*What is being asked*: How many lines of the listing below contain the word "hands"? Reply with the number alone.

*Listed records*:
§ §

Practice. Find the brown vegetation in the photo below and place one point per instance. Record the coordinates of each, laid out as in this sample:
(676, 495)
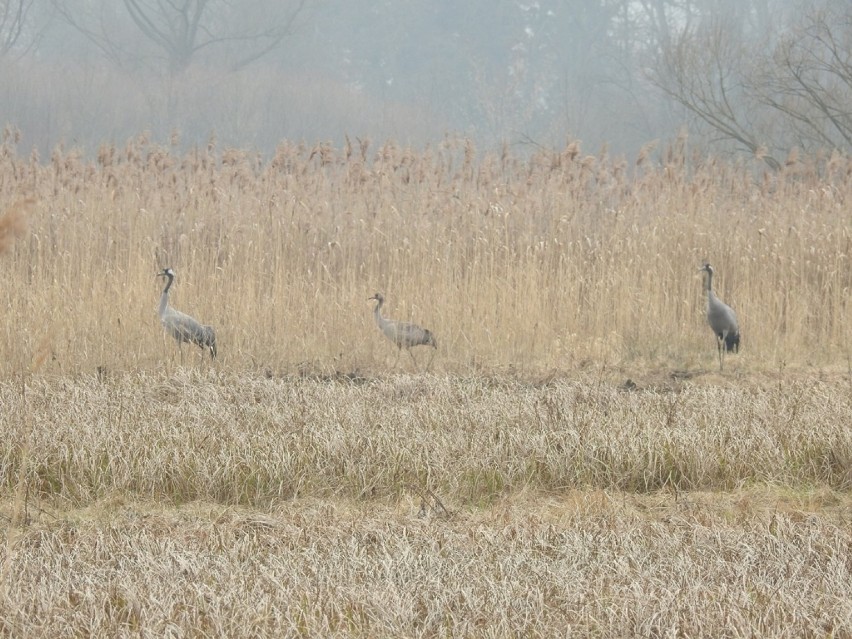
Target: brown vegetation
(572, 461)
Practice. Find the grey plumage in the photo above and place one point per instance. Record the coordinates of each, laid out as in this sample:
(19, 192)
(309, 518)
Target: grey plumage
(402, 334)
(721, 318)
(180, 325)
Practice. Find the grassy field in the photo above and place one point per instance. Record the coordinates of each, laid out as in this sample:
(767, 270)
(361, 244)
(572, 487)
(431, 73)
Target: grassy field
(571, 461)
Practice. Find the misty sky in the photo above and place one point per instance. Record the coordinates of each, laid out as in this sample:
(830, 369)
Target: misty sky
(253, 73)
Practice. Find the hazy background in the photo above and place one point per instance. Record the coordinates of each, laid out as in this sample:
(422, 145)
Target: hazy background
(740, 75)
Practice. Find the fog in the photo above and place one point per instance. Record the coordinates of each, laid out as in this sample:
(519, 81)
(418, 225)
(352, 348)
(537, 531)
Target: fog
(613, 74)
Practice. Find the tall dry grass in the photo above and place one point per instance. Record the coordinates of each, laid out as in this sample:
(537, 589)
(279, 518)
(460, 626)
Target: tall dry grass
(556, 261)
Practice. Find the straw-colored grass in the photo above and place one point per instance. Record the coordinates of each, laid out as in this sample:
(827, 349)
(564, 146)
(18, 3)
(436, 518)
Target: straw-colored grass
(572, 460)
(551, 263)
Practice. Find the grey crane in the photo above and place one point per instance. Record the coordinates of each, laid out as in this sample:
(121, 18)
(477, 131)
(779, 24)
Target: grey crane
(400, 333)
(180, 325)
(721, 318)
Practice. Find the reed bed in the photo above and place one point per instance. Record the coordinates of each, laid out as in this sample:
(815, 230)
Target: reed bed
(571, 461)
(586, 565)
(552, 262)
(253, 441)
(199, 503)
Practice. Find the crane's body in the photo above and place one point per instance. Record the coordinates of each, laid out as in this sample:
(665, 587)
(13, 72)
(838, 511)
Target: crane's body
(181, 326)
(403, 334)
(722, 319)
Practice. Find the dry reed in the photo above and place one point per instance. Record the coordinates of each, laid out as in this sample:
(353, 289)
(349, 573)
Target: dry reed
(525, 486)
(553, 262)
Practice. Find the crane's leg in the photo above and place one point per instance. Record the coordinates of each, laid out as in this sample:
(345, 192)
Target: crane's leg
(431, 357)
(413, 359)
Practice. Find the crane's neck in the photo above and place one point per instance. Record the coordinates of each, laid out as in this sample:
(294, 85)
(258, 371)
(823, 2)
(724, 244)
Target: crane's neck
(164, 298)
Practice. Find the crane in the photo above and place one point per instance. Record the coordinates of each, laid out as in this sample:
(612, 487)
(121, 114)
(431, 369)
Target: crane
(402, 334)
(180, 325)
(721, 318)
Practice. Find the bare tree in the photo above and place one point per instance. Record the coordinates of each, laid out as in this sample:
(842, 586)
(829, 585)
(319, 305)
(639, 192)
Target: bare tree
(179, 31)
(766, 93)
(809, 80)
(13, 24)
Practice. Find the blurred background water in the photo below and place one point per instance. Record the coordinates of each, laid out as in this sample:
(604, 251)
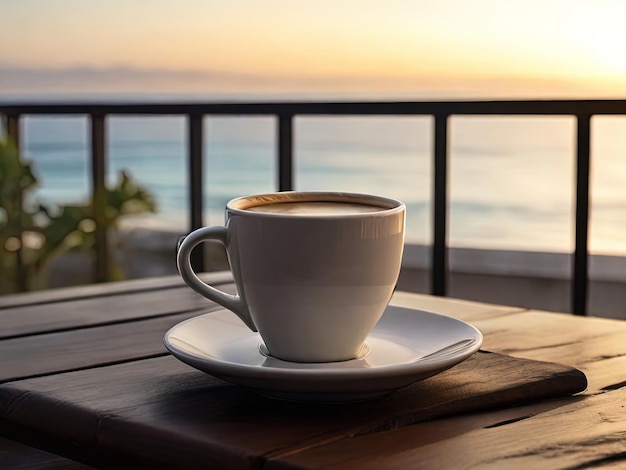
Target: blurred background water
(511, 178)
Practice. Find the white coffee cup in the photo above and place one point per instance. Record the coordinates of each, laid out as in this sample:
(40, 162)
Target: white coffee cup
(314, 271)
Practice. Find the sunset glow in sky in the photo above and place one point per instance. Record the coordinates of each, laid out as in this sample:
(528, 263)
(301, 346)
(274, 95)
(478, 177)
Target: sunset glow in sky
(449, 47)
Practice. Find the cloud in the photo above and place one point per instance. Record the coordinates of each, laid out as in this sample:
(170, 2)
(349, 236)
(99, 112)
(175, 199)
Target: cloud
(85, 78)
(15, 80)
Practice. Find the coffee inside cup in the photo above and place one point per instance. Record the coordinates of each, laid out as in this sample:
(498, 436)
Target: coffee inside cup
(314, 208)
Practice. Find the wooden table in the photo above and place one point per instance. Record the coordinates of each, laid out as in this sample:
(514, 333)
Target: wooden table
(85, 375)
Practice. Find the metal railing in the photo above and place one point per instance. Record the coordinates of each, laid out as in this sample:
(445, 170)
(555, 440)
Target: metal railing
(285, 112)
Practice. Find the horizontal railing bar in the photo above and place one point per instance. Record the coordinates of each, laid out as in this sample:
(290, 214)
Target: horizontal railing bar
(513, 107)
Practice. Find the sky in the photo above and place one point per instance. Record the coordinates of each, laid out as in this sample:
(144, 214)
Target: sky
(409, 48)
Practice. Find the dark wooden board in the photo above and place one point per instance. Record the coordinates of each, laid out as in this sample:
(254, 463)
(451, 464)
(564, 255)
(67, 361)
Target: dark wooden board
(14, 455)
(161, 411)
(587, 432)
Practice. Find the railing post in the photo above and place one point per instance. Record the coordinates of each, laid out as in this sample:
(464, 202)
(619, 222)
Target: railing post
(580, 277)
(196, 190)
(13, 133)
(98, 194)
(285, 152)
(439, 269)
(13, 129)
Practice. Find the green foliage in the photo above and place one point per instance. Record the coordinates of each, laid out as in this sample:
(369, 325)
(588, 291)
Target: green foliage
(33, 234)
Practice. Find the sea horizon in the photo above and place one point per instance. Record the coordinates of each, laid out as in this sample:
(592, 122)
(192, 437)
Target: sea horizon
(511, 178)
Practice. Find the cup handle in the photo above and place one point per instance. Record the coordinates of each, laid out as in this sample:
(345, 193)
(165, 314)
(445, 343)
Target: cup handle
(233, 303)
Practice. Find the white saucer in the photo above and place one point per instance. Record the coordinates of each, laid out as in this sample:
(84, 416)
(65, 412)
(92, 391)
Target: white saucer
(406, 346)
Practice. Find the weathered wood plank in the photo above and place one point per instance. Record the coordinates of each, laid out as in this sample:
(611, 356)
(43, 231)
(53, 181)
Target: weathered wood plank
(162, 409)
(14, 455)
(105, 289)
(462, 309)
(89, 312)
(584, 433)
(87, 347)
(596, 346)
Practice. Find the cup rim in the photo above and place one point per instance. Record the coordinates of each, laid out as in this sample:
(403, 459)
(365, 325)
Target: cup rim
(387, 205)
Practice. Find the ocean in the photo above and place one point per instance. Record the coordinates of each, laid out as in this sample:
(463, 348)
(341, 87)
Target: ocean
(511, 178)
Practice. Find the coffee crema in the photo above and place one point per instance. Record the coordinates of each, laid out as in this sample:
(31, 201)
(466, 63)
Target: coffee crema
(315, 208)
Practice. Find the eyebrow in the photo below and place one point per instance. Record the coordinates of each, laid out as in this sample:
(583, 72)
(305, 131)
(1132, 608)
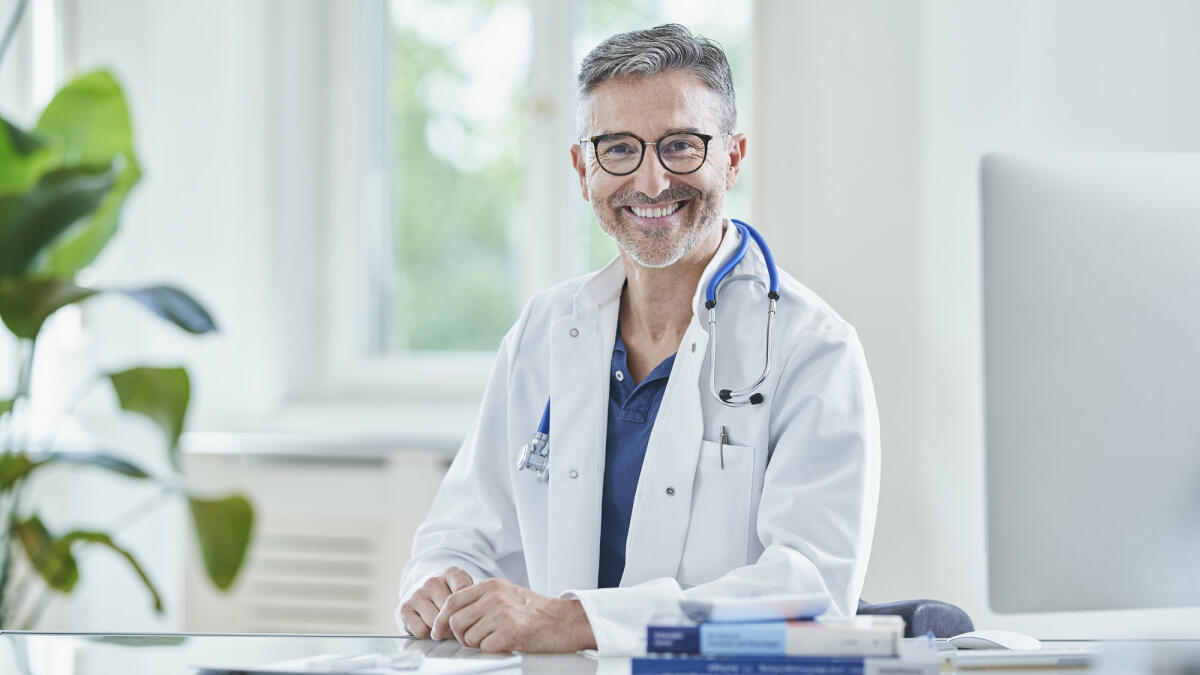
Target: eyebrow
(669, 132)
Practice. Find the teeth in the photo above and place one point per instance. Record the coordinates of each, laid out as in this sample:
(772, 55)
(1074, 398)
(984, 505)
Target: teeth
(658, 211)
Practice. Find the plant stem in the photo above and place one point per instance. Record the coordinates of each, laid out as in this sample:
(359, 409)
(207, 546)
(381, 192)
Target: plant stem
(12, 27)
(19, 410)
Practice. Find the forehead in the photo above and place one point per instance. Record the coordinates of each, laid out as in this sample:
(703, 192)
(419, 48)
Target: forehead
(649, 106)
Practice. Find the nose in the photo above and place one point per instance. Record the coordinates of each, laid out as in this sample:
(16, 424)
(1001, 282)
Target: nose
(652, 178)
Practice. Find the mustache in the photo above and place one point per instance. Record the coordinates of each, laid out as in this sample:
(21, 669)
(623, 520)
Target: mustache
(671, 195)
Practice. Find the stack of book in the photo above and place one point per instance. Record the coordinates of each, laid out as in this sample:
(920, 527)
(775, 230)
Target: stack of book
(858, 645)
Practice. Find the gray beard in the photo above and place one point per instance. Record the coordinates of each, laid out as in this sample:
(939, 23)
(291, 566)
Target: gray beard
(659, 250)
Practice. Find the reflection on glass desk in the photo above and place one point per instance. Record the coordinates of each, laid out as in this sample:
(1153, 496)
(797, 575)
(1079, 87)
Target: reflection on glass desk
(84, 653)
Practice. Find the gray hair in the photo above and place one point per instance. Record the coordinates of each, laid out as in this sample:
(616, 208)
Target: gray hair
(669, 47)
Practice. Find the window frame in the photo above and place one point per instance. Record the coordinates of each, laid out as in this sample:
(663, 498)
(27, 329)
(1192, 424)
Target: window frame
(546, 251)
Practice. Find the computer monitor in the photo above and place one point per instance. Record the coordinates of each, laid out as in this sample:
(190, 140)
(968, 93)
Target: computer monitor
(1092, 380)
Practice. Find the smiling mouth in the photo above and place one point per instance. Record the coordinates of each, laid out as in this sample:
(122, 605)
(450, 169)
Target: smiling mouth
(655, 211)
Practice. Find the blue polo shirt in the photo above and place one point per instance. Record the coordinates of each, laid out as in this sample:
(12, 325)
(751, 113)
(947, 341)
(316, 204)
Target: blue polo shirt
(631, 412)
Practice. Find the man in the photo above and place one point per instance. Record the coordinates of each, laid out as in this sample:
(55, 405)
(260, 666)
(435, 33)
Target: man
(658, 490)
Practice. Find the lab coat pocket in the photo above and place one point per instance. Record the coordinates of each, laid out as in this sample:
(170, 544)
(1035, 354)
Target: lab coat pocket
(720, 513)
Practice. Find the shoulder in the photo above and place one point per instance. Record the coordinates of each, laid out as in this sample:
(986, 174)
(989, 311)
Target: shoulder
(807, 320)
(543, 309)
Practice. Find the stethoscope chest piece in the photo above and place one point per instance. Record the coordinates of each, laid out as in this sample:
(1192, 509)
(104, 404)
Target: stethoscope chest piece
(535, 455)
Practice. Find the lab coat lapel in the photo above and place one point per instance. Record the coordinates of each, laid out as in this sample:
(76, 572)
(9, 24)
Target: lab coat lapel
(580, 354)
(663, 502)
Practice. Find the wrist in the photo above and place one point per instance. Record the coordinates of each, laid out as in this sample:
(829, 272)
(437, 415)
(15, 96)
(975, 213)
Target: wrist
(580, 627)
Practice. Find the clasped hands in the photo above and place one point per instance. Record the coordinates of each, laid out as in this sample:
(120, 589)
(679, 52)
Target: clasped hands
(496, 615)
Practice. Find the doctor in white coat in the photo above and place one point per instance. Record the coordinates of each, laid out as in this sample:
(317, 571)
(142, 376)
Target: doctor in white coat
(785, 503)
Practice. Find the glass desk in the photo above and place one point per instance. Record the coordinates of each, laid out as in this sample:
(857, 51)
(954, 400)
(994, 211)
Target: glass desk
(83, 653)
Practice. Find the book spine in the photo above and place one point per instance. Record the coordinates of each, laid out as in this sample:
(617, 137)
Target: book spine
(775, 665)
(767, 639)
(745, 665)
(672, 639)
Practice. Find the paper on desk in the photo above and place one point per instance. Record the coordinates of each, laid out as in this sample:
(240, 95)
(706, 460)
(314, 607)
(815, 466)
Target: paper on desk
(755, 608)
(432, 665)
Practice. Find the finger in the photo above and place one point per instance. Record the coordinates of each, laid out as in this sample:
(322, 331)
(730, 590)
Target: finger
(424, 607)
(441, 625)
(437, 590)
(498, 641)
(461, 622)
(413, 622)
(457, 579)
(478, 633)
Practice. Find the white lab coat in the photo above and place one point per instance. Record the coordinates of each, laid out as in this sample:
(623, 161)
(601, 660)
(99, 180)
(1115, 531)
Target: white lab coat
(791, 511)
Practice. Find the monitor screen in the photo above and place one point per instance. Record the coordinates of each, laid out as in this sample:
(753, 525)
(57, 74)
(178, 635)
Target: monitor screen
(1092, 380)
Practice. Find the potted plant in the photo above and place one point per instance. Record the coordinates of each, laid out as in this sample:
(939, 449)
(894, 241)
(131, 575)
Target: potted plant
(61, 189)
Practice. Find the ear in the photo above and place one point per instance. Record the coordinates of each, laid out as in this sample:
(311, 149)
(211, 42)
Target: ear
(737, 153)
(581, 168)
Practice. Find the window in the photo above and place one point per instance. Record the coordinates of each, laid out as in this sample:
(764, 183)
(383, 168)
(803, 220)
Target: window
(469, 112)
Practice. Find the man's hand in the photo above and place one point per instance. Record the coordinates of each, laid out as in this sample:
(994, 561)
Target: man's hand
(423, 607)
(499, 616)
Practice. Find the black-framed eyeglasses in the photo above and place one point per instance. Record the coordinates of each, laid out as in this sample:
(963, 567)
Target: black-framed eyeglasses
(621, 154)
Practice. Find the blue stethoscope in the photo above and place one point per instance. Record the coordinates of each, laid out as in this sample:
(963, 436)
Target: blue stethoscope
(535, 454)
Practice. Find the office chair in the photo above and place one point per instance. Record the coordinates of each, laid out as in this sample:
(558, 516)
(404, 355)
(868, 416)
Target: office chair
(943, 620)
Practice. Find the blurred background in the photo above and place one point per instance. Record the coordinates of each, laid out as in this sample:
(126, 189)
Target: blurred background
(364, 193)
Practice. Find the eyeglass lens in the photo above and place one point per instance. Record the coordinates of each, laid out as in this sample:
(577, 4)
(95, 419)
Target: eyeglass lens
(681, 153)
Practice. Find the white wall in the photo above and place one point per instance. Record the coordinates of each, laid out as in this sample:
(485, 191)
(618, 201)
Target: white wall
(895, 102)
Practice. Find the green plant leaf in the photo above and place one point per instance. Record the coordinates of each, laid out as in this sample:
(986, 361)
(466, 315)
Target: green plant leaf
(175, 306)
(33, 220)
(21, 143)
(160, 394)
(13, 466)
(88, 121)
(23, 157)
(27, 304)
(100, 460)
(61, 548)
(58, 567)
(223, 529)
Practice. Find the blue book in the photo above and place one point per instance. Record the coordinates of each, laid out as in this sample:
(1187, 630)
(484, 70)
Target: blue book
(679, 664)
(859, 635)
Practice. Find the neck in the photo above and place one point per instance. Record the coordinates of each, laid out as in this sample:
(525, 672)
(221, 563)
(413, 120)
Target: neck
(657, 302)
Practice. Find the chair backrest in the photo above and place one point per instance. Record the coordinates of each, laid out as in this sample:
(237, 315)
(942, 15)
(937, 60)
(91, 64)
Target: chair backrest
(943, 620)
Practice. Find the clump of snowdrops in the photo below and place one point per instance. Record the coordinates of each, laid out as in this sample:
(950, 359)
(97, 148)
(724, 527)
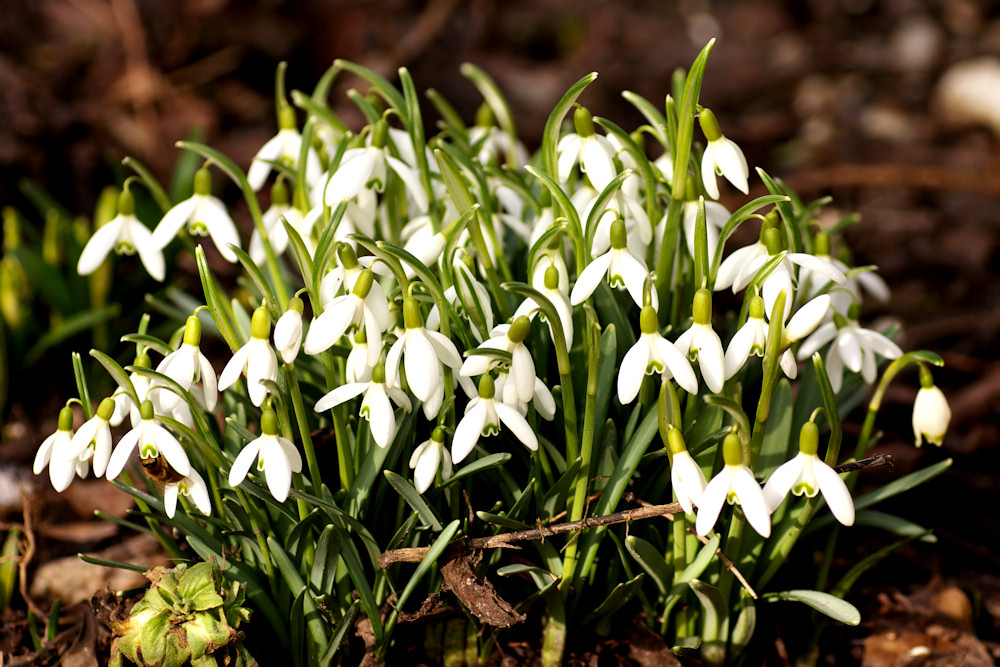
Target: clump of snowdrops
(436, 340)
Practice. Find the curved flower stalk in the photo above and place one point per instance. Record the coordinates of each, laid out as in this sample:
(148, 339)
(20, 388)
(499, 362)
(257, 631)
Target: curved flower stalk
(153, 440)
(58, 453)
(283, 147)
(187, 365)
(807, 474)
(652, 353)
(722, 157)
(375, 407)
(430, 456)
(127, 236)
(483, 416)
(853, 347)
(734, 484)
(621, 267)
(204, 215)
(256, 358)
(700, 342)
(424, 354)
(274, 455)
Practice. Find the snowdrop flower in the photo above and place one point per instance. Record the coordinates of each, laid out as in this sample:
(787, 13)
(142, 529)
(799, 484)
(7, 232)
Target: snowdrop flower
(701, 343)
(204, 215)
(153, 441)
(722, 157)
(594, 153)
(191, 485)
(127, 236)
(427, 458)
(652, 353)
(808, 474)
(854, 347)
(275, 456)
(363, 308)
(93, 440)
(257, 358)
(375, 406)
(551, 288)
(283, 147)
(57, 452)
(365, 168)
(686, 478)
(622, 268)
(424, 354)
(751, 338)
(483, 416)
(931, 413)
(288, 331)
(735, 483)
(187, 365)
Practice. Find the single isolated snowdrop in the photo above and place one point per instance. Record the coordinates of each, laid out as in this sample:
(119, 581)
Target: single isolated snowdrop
(652, 353)
(274, 455)
(701, 343)
(191, 485)
(58, 453)
(931, 413)
(853, 347)
(93, 440)
(187, 365)
(686, 478)
(127, 236)
(623, 269)
(483, 416)
(288, 331)
(428, 457)
(808, 474)
(283, 147)
(593, 152)
(152, 440)
(735, 484)
(257, 358)
(375, 407)
(722, 157)
(424, 354)
(364, 308)
(204, 214)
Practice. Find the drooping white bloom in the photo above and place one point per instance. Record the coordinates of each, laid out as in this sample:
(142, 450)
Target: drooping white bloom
(593, 152)
(126, 235)
(622, 268)
(652, 353)
(375, 407)
(686, 478)
(808, 474)
(152, 440)
(187, 365)
(483, 416)
(193, 486)
(364, 308)
(853, 347)
(701, 343)
(424, 354)
(427, 458)
(722, 157)
(735, 483)
(58, 453)
(288, 331)
(275, 456)
(257, 358)
(283, 147)
(931, 413)
(204, 215)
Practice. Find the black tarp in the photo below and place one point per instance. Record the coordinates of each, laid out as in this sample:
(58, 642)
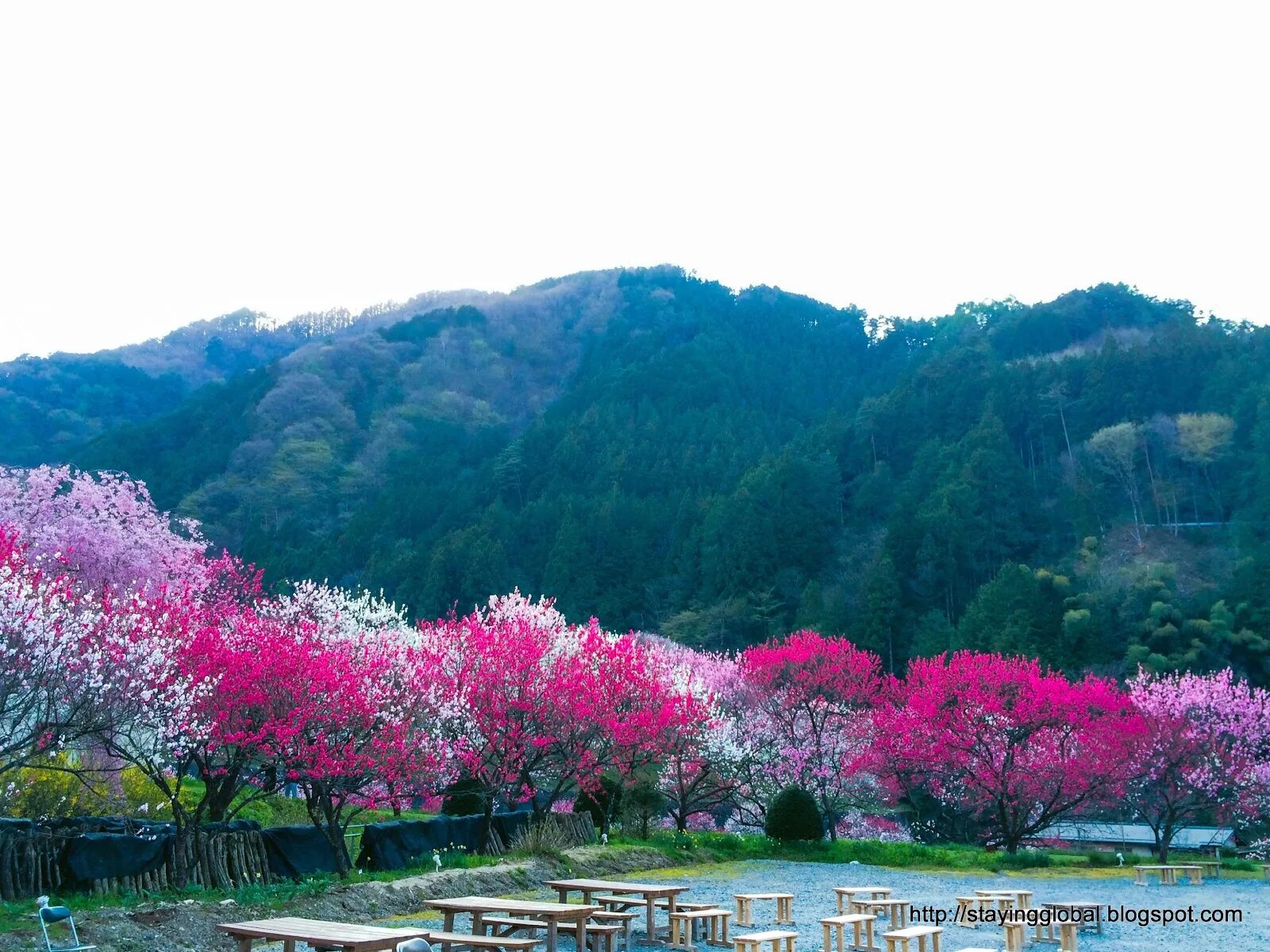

§ §

*The response*: 2